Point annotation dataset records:
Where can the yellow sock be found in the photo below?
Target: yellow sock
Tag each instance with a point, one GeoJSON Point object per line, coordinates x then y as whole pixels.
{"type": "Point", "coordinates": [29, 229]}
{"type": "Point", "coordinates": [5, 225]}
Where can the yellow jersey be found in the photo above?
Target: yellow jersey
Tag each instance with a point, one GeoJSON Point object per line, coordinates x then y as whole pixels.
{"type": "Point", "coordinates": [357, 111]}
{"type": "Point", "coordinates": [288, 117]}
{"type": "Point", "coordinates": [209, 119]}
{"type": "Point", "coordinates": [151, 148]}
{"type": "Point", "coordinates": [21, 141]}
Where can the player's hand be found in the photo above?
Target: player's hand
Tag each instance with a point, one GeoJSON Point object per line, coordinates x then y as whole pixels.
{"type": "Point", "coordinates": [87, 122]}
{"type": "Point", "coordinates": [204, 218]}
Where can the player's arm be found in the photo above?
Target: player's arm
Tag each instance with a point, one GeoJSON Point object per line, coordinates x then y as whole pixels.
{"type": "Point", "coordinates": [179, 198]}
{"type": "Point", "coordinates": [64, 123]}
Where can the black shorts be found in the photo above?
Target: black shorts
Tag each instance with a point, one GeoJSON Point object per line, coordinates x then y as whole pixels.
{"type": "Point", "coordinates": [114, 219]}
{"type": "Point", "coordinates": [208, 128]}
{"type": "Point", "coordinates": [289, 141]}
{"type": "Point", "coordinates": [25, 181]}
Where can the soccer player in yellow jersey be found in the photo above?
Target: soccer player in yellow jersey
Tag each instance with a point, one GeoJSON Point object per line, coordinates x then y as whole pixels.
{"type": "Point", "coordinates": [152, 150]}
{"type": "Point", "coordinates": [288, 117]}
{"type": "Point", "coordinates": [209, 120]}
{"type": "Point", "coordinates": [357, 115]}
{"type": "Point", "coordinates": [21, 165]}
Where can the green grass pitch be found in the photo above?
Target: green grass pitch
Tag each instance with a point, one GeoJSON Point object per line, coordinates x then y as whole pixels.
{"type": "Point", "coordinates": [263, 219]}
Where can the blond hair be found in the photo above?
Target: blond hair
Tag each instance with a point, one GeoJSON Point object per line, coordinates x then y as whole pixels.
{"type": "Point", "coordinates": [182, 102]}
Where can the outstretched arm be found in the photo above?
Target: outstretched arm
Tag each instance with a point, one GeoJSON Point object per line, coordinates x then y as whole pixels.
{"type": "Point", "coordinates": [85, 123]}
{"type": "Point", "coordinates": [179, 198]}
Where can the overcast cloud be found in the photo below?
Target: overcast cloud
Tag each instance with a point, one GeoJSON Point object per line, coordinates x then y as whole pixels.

> _Given task_
Copy out the rows without changes, starting at the line that contains "Where can the overcast" and continuing through the last row, with both ends included.

> _Solution to the problem_
Where can the overcast cloud be found in the photo below?
Target: overcast cloud
Tag each instance with a point, one GeoJSON Point object per line, coordinates x then y as whole pixels.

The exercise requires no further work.